Reproduisez à l'identique les lignes qui vont de celle contenant « Where can you spot the short » jusqu'à la fin des enregistrements, ces deux bornes comprises.

(Une suite d'enregistrements)
========================

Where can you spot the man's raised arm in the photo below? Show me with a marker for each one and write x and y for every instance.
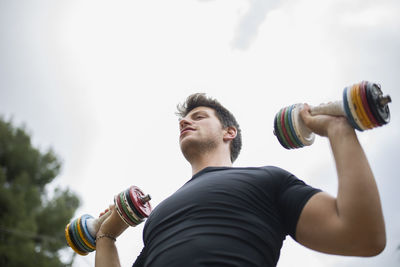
(352, 223)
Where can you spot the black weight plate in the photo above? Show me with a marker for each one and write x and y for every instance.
(380, 113)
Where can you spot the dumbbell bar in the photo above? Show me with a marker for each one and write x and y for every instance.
(363, 104)
(131, 205)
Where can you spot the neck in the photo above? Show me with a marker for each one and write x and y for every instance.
(209, 160)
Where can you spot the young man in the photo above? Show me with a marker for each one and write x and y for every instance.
(226, 216)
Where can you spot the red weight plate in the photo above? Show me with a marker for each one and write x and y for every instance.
(284, 129)
(136, 196)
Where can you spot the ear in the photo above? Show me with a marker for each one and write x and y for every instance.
(230, 133)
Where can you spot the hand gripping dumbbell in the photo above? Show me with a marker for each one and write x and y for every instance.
(131, 205)
(363, 104)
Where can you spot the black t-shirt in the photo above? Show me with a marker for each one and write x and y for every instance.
(225, 216)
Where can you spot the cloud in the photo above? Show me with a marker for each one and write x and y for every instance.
(250, 22)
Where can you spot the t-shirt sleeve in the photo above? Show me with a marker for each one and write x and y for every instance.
(293, 194)
(139, 260)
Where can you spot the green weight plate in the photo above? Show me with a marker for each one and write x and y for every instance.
(126, 210)
(288, 127)
(280, 131)
(136, 195)
(132, 207)
(382, 112)
(285, 132)
(366, 105)
(120, 213)
(276, 132)
(303, 133)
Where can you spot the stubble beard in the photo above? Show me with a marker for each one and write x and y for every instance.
(193, 149)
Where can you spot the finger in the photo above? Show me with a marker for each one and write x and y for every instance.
(305, 113)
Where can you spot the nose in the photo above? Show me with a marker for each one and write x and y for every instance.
(183, 123)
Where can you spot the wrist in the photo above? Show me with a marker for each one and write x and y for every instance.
(105, 236)
(340, 129)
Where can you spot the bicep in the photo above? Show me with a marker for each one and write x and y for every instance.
(319, 226)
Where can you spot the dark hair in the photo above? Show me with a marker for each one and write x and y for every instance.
(225, 116)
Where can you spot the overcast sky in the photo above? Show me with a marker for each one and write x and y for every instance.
(98, 81)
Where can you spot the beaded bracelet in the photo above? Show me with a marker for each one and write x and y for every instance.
(106, 235)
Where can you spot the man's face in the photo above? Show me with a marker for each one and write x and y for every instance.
(200, 130)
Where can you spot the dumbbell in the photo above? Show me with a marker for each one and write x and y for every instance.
(132, 205)
(363, 104)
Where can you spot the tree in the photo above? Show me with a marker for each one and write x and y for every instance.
(31, 222)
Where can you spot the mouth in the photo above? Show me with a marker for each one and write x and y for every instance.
(188, 129)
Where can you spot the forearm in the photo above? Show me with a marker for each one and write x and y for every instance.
(358, 202)
(106, 253)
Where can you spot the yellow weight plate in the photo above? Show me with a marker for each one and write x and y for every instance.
(360, 108)
(82, 236)
(71, 244)
(351, 100)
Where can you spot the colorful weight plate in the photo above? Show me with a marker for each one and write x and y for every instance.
(291, 119)
(132, 207)
(303, 133)
(360, 108)
(366, 105)
(285, 132)
(287, 127)
(119, 210)
(382, 112)
(347, 109)
(71, 243)
(82, 234)
(75, 237)
(350, 99)
(91, 239)
(277, 133)
(280, 131)
(80, 237)
(295, 140)
(131, 212)
(126, 211)
(137, 195)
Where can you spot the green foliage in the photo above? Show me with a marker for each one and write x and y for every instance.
(31, 223)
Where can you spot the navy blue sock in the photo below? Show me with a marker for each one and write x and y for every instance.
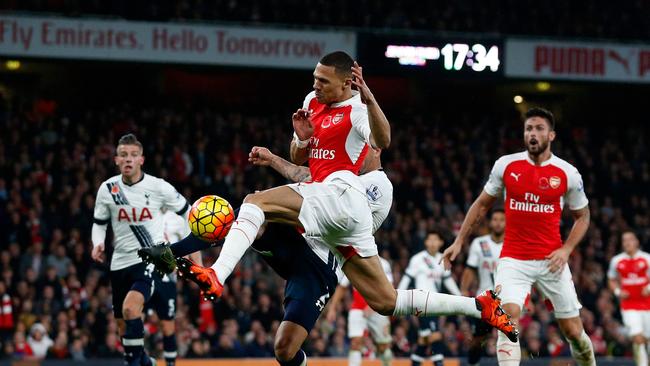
(188, 245)
(133, 342)
(296, 361)
(169, 349)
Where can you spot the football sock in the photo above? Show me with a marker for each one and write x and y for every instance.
(133, 342)
(354, 358)
(239, 239)
(169, 349)
(508, 352)
(582, 350)
(386, 357)
(300, 359)
(427, 303)
(188, 245)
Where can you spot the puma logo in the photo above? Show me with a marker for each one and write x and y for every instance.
(509, 353)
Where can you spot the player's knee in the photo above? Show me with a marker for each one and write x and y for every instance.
(129, 312)
(284, 348)
(573, 332)
(383, 306)
(356, 343)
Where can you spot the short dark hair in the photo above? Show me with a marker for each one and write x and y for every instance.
(541, 113)
(129, 139)
(341, 61)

========================

### RÉPONSE RÉDIGÉE:
Where can you spot the short dark hair in the photo above? Show me with a marker for each one and write x and y for every instance.
(541, 113)
(129, 139)
(341, 61)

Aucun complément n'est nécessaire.